Written problem =>
Reproduce the lines below word for word, starting at the line that contains "Quality check round. The original labels for grey" and ending with the last line of the items.
## BEGIN Exercise inputs
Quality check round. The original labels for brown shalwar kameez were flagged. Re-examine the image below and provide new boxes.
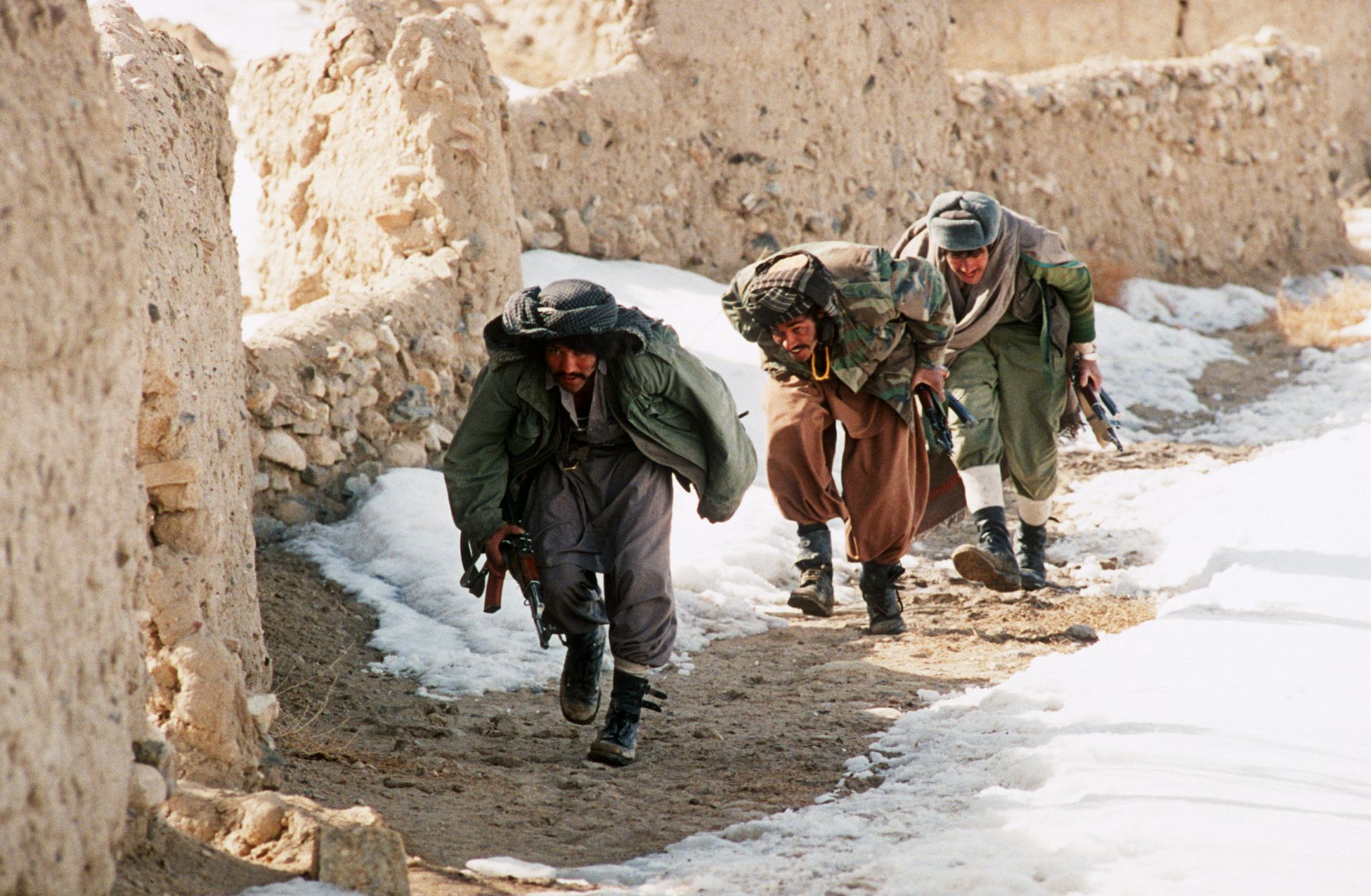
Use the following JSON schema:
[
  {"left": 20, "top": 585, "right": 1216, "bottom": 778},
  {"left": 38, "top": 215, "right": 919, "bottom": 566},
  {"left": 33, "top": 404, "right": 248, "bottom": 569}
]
[
  {"left": 763, "top": 378, "right": 928, "bottom": 563},
  {"left": 528, "top": 362, "right": 676, "bottom": 666}
]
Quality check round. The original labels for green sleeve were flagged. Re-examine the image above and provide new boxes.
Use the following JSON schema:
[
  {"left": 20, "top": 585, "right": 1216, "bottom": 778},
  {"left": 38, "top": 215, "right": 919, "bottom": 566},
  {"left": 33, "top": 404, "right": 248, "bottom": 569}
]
[
  {"left": 655, "top": 346, "right": 757, "bottom": 522},
  {"left": 890, "top": 258, "right": 957, "bottom": 368},
  {"left": 443, "top": 367, "right": 518, "bottom": 543},
  {"left": 1021, "top": 255, "right": 1095, "bottom": 343}
]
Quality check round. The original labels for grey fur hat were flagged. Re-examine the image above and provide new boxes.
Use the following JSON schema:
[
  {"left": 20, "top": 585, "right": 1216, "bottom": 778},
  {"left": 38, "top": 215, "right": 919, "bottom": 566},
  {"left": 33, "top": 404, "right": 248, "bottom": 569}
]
[{"left": 928, "top": 191, "right": 1003, "bottom": 252}]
## END Exercise inputs
Complete answer =>
Quality check round. The original labels for grey fur hat were flagged. Re-examine the image above and provide new boxes.
Use the following JSON schema:
[
  {"left": 20, "top": 585, "right": 1216, "bottom": 778},
  {"left": 38, "top": 215, "right": 919, "bottom": 566},
  {"left": 33, "top": 404, "right": 248, "bottom": 569}
]
[{"left": 928, "top": 191, "right": 1003, "bottom": 252}]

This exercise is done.